WHAT YOU ARE ASKED TO DO ->
Only the records, repeated exactly, should make up the response.
-------- EXCERPTED RECORDS
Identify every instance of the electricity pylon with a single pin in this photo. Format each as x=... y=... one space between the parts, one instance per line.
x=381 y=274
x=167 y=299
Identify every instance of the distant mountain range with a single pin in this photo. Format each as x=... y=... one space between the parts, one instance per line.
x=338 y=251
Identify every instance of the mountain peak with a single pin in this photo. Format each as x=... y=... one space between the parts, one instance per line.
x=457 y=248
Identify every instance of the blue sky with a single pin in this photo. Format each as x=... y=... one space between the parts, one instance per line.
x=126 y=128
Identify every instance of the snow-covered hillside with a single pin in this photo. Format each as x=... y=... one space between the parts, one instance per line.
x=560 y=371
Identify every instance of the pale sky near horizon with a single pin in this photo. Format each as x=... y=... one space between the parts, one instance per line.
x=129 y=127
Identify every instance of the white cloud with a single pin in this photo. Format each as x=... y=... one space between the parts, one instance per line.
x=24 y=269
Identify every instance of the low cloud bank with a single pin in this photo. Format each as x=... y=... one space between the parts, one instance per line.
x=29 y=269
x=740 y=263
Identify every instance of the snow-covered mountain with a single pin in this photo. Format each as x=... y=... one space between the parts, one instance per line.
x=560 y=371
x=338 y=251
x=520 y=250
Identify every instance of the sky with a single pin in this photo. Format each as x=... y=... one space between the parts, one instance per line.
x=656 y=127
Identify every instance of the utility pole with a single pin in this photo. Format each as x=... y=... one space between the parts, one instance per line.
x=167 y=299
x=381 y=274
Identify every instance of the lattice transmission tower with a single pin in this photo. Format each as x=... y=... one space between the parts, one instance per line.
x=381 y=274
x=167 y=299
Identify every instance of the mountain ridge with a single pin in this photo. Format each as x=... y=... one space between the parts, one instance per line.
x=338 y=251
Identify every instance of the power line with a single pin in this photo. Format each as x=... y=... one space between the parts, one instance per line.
----------------
EXERCISE RESULT ->
Identify every instance of the electricity pylon with a single pin in this photo. Format each as x=... y=... one space between the parts, one instance per line.
x=381 y=274
x=167 y=299
Identify every instance of the distant mountain range with a single pin in this photo. Format each as x=... y=... one space between the parts, one instance per line.
x=338 y=251
Identify every instance of the mountain peak with a single pin in this photo. Format each as x=... y=... one space between the parts, one instance per line.
x=457 y=248
Identify every instance of the blue sky with a single pin in this photo. Format each as x=... y=... one space between the parts, one instance per line.
x=126 y=128
Identify every instance of the snow-covered hillside with a single pin in this photo. Format each as x=... y=... one space between the parts, one instance per line.
x=560 y=371
Identify every instance of the pale sky near horizon with a single pin in this photo. Format each as x=... y=... one space between the parts, one instance per line.
x=129 y=127
Identify every instance of the white cloud with a single pin in this photo. Format each as x=... y=... one space between the parts, one instance per line.
x=24 y=269
Identify every instance of the low cloud bank with a single pin in this photo. Format each as x=... y=... one space between the parts, one instance per line.
x=29 y=269
x=740 y=263
Identify every instance of the snow-covered mountain with a single pin in this photo. Format each as x=... y=... one space between the parts, one instance per line.
x=560 y=371
x=338 y=251
x=520 y=250
Identify every instance of the sky with a single pin in this photo. Format each as x=... y=... one space between the parts, one instance per line.
x=656 y=127
Identify every instance of the utility pole with a single pin in this photo. Format each as x=... y=... one space between the parts, one instance per line.
x=167 y=299
x=381 y=274
Identify every instance of the lattice transmission tower with a single pin in this photo. Format each as x=... y=... one space between the parts, one instance per line.
x=381 y=274
x=167 y=299
Identify every instance of the mountain ridge with a single pin in this photo. Format each as x=... y=... one space between the parts, one instance per line.
x=338 y=251
Identify every instance of the power line with a single pin in this photo. Format each as x=... y=... one space between the parts, one instance per line.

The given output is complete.